* SUPPLIED TEXT *
Start of Block
Poor little insignificant and forgotten things - A Eulogy
It was mid Sunday afternoon in May of 2005 when I entered Magic Landing for the first time in nearly twenty years. My childlike curiosity fueled my passions to the point of bursting as I slowly made my way down Texas Street, I found myself closing my eyes and remembering the sights and sounds of my youth with vivid, yet fading detail. Little wooden barrels of ice filled with juice, the crushed red gravel crunching underfoot as we made our way to the back areas of the park. The Rainbow still sings its haunting melody in my mind. Those hydraulic pumps belt a choir-like chant that fill my mind and make me smile as I stare in bewildered amazement of the lights against the dark summer nights of yesteryear.
As I walked the main drag and snapped pictures, I couldn't help but remember the PA system pumping out the light and airy music to keep the mood upbeat and light. By that time the park had already been mired with the death of one of its employees, but as I walked I kept turning around hearing a crowd of people make their way into the park for another day of merriment, to hear my brother and sister run like banshees towards the rides and trinket shops. I kept looking back believing I was hearing all of it. Expecting to see it. Deep down inside I wanted to believe it was going to happen. Then when it didn't, I walked the park nearly silent coming to grips with my expectations and emotions.
Gone was that 6 year old child who looked at the park with such doughy eyes and saw wonder and amazement.
Gone was that park that stood for a mere four years, straining to remain dignified through all of its trials and shortcomings.
I found myself standing in a park that tried to remain who it once was, coming to grasp with what it became, and resolving itself to its future.
Then I shared that same epiphany as I finished my tour, exited the park and went home.
I don't know what urged me to turn on my computer and flip through the thumb drive of pictures I had amassed from the 2005 trek as well as reader submitted photos and just browsed them for almost an hour. Memories of the park came flooding back and how relieved I was to have finally set my demons straight and start the process of moving on with what I learned about myself by looking at those pictures again. Then after the first news bulletins about the fire, I had the opportunity to talk to some friends of mine whom all had said pretty much the same thing in passing "poor little insignificant and forgotten things."
That's really what the park is.
Long forgotten objects and events of a time long gone.
It's funny how things happen in your life that form you into the person you are meant to become. I had planned on getting the last bits of the parks photos I have and make two or three final collages and call it quits. Leave the site with a positive look at something that was therapeutic to me, informative to others, and to one heckler of the site, fodder for its demise. With the events that happened yesterday, my tenure as Archivist for the park will continue until the park decides to not exist any more.
Will it be bulldozed? Will it stay standing as a pitiful reminder of failure?
I don't know.
There are ghosts of the past who refuse to pass quietly. Magic Landing, it seems, is one of them.
End of Block
* RECORDED DATA *
Start of Block
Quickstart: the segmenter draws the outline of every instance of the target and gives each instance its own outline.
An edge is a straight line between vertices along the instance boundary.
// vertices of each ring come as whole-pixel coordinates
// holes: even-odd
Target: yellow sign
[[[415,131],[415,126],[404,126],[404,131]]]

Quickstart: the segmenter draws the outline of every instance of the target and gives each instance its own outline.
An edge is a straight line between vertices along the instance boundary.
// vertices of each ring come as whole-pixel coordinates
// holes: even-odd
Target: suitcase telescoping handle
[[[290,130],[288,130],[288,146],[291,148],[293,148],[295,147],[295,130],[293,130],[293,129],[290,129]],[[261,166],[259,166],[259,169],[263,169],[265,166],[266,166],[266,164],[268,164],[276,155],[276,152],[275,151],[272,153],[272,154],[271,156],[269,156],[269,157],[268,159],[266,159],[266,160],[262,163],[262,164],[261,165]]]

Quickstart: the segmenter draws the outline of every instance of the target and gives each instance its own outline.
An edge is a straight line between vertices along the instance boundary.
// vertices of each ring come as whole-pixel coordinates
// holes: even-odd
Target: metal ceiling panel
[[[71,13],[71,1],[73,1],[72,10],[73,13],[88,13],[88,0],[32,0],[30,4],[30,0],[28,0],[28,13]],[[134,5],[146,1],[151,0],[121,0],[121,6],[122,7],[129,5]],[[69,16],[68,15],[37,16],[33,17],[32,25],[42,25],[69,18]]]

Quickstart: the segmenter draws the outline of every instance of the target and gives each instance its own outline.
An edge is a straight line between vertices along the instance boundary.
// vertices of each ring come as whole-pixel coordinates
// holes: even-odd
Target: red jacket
End of Block
* DESCRIPTION OF THE TASK *
Set down, word for word, the passage of the Magic Landing eulogy starting at "I don't know what" and ending at "the park is.".

* OUTPUT FOR THIS EXERCISE *
I don't know what urged me to turn on my computer and flip through the thumb drive of pictures I had amassed from the 2005 trek as well as reader submitted photos and just browsed them for almost an hour. Memories of the park came flooding back and how relieved I was to have finally set my demons straight and start the process of moving on with what I learned about myself by looking at those pictures again. Then after the first news bulletins about the fire, I had the opportunity to talk to some friends of mine whom all had said pretty much the same thing in passing "poor little insignificant and forgotten things."
That's really what the park is.